= Exercise goal =
Decide whether each statement agrees with the midwifery article below, answering yes or no and quoting the deciding words from the article. 1. The amendment took effect on May 22. 2. The EIPC program launched with five learners in Chisasibi. 3. Before the change, students in the program were permitted to give injections.

= Passage for review =

----

An amendment to provincial regulations governing midwifery that took effect May 22 enables Indigenous trainees in community-based programs to provide full perinatal care throughout pregnancy, birth and new life.
The change follows a campaign by the Cree Health Board, the Inuulitsivik Health Centre, the Ordre des sages-femmes du Québec and other organizations.
“We changed the law,” said Jasmine Chatelain, managing director of the CHB midwifery education program. “Now our students are no longer limited and can learn all requirements for becoming a licensed midwife. The by-product is that Indigenous people can become midwives.”
The health board’s groundbreaking midwifery training program, Eeyou Istchee Pimâtîsuwin Chiskutimâchuwin (EIPC), launched last July with four learners in Chisasibi and one in Waskaganish. But they were legally restricted from delivering a baby and other procedures, such as injections and vaginal exams.
The CHB hired students as Primary Care Community Representatives to provide counselling, take blood pressure, weigh babies, and check an unborn baby’s position in the womb. Learning side-by-side with practicing midwives, they supported childbirth with what Chatelain calls “four-handed catches”.

----

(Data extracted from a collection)
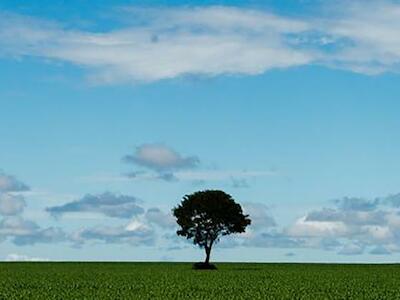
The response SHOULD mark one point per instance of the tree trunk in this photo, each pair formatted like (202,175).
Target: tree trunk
(208,251)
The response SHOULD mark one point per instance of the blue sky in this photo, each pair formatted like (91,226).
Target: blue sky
(111,113)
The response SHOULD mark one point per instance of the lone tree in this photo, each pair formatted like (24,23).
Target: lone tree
(205,216)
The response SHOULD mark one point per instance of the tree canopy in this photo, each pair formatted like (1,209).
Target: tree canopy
(205,216)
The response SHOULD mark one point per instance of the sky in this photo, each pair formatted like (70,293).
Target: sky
(111,112)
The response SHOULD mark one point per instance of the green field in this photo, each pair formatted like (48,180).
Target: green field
(178,281)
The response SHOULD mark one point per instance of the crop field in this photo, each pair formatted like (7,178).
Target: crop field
(178,281)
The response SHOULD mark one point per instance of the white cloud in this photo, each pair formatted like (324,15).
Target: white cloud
(9,183)
(22,257)
(109,204)
(304,228)
(11,204)
(167,43)
(206,41)
(160,158)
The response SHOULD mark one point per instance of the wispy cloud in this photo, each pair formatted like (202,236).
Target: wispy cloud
(9,183)
(166,43)
(109,204)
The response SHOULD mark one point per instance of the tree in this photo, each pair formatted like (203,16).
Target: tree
(205,216)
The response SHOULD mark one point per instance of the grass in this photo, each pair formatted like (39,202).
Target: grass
(178,281)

----

= Exercise result =
1. Yes: "An amendment to provincial regulations governing midwifery that took effect May 22"
2. No: "launched last July with four learners in Chisasibi and one in Waskaganish"
3. No: "they were legally restricted from delivering a baby and other procedures, such as injections and vaginal exams"